Exercise objective – The entries below should be output exactly as written.

Material provided –

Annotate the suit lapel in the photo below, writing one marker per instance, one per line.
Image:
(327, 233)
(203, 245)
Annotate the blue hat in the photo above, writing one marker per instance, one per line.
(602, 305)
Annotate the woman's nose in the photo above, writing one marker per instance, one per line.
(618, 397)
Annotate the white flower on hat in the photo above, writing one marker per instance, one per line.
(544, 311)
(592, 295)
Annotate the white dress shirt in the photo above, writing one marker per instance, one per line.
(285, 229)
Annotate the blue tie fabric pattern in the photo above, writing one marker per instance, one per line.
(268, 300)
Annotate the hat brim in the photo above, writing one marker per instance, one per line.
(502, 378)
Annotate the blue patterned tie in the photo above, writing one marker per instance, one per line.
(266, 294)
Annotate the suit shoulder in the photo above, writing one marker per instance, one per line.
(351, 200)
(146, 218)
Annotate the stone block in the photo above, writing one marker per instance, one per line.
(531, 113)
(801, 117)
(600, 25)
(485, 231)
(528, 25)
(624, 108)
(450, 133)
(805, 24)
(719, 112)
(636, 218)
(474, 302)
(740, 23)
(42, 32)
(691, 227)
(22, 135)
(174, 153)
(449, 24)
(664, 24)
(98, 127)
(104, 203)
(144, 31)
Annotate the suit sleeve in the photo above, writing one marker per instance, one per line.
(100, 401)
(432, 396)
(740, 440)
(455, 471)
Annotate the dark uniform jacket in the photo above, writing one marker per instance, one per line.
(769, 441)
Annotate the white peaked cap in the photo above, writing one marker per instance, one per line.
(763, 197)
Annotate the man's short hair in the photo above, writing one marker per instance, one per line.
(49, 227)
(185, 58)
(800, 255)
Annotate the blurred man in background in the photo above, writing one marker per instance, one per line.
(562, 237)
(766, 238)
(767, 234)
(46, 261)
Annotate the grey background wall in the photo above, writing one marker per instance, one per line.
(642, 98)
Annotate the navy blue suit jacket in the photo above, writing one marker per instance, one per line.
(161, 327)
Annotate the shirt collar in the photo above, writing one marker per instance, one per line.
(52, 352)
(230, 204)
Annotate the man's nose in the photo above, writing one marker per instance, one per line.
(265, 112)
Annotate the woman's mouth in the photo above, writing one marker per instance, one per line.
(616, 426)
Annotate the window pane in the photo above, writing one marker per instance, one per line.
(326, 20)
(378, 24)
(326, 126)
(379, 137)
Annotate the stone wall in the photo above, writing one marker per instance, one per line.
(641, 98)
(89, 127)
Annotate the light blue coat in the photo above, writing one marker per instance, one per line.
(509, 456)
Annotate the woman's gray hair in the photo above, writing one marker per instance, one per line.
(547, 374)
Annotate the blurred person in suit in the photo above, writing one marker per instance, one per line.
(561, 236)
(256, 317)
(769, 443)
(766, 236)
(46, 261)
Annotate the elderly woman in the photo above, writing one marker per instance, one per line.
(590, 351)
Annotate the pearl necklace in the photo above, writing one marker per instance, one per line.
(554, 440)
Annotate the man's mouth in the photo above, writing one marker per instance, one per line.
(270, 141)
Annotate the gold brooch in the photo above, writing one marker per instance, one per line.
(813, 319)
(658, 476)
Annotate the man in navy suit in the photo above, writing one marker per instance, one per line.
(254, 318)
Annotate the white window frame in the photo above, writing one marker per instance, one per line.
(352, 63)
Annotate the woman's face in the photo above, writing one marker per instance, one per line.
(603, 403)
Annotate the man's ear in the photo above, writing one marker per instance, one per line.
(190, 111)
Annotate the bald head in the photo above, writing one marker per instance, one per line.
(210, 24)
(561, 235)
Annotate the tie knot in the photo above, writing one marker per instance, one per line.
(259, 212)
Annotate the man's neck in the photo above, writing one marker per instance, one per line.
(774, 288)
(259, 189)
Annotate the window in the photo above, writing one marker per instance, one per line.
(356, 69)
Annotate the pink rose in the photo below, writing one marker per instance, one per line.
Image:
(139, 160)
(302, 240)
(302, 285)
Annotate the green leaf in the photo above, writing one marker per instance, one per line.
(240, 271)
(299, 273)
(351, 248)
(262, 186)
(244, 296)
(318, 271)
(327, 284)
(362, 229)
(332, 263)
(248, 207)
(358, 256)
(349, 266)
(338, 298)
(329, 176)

Task output –
Annotate the suit lapel in the photo below, writing one marker per instance, one per line.
Image:
(327, 233)
(203, 245)
Annotate the blue hat in the photo above, writing one marker per instance, one per line.
(602, 305)
Annotate the woman's nose in the photo above, writing one marker per instance, one per line.
(618, 397)
Annotate the white flower on hat in the photo above, writing one marker per instance, one per line.
(544, 311)
(592, 295)
Annotate the white dress shirt in the photo above, writing one marker per instance, one per line.
(285, 229)
Annotate the blue tie fabric pattern in the photo above, writing one marker per instance, one per line.
(268, 300)
Annotate the hat brim in the photo above, writing one marker per instance, one per line.
(502, 378)
Annotate the blue patterned tie in the photo above, writing one marker per instance, one per line.
(266, 294)
Annotate the suit shoulder in the photo above, writing one marker per instance, one per line.
(351, 200)
(146, 218)
Annotate the stone block in the photo above, writing one marker per instance, one per line.
(531, 113)
(801, 117)
(600, 25)
(485, 231)
(528, 25)
(624, 108)
(450, 133)
(805, 24)
(719, 112)
(636, 218)
(474, 302)
(740, 23)
(42, 32)
(691, 227)
(22, 135)
(174, 153)
(449, 24)
(664, 24)
(98, 127)
(104, 203)
(144, 31)
Annotate the suit sleeve in the photo above, writing one marker per instance, one per line.
(100, 401)
(432, 396)
(740, 440)
(455, 471)
Annotate the dark uniform jacket in the photo above, writing one marker per instance, one per line.
(769, 441)
Annotate the white peaked cap in the photo above, writing one marker per instance, one per line.
(763, 197)
Annotate the man's short hair in the photo above, writing one marker per instance, one per line.
(49, 227)
(185, 58)
(800, 255)
Annotate the blurred man in background in the photo above, writing one marker per instance, one per line.
(562, 237)
(766, 238)
(767, 234)
(46, 261)
Annotate the grey background wall in the photo above, writing one marker per instance, one per line.
(642, 98)
Annotate the navy blue suit jacket in the photo above, writing one marker per instance, one per line.
(161, 327)
Annotate the shirt collar in the photo above, writing one marker per instance, one per line.
(52, 352)
(230, 204)
Annotate the man's nose in the photo above, writing one marker per instance, one per line.
(265, 112)
Annotate the woman's mouth in the photo above, writing one marker per instance, one per line.
(616, 426)
Annotate the window pane in the photo above, writing one marker per instance, one per line.
(326, 20)
(378, 24)
(326, 126)
(379, 137)
Annotate the stone wall in the photo above, writing one marker per instance, one per line.
(641, 98)
(89, 127)
Annotate the light blue coat in the photo above, writing one marker per instance, one per line.
(509, 456)
Annotate the woman's gray hair in the photo above, writing one marker per instance, one per line.
(547, 374)
Annotate the blurred person in suit in the photo above, writing one marker per instance, one per line.
(561, 236)
(256, 317)
(769, 443)
(766, 236)
(46, 261)
Annotate the elderly woman in the photo above, writing one marker per instance, one per line.
(590, 351)
Annotate the pearl necklace in the photo above, writing one marker per instance, one per line.
(554, 440)
Annotate the man's mouth in the photo above, writing one marker per instance, one per line.
(270, 141)
Annotate the gold brooch in the photo above, writing one marker per instance, one per line.
(813, 319)
(658, 476)
Annotate the man in navy suit in the photo above, writing one marker per instance, one per line.
(254, 318)
Annotate the white window frame in the photo above, writing one marker per instance, one per line.
(352, 63)
Annotate the woman's face in the photo above, writing one marker per instance, one per line.
(603, 403)
Annotate the man's ear in the photo above, writing one marker per instance, one per line.
(190, 111)
Annotate the bald head in the photo above, writing one marker per instance, one per line.
(210, 24)
(561, 235)
Annotate the tie knot in the photo above, writing one marker per instance, one per line.
(259, 212)
Annotate the man's neck in the photo above, writing one marker per instance, one per line.
(774, 288)
(259, 189)
Annotate the window in the photo above, writing one marker per instance, one per line.
(356, 69)
Annotate the pink rose in the photo below, writing one marker per instance, one per line.
Image:
(139, 160)
(302, 240)
(302, 285)
Annotate the green leaf in the photo above, writing one marker per instance, one per line.
(240, 271)
(299, 273)
(351, 248)
(262, 186)
(244, 296)
(318, 271)
(327, 284)
(362, 229)
(332, 263)
(248, 207)
(358, 256)
(349, 266)
(338, 298)
(329, 176)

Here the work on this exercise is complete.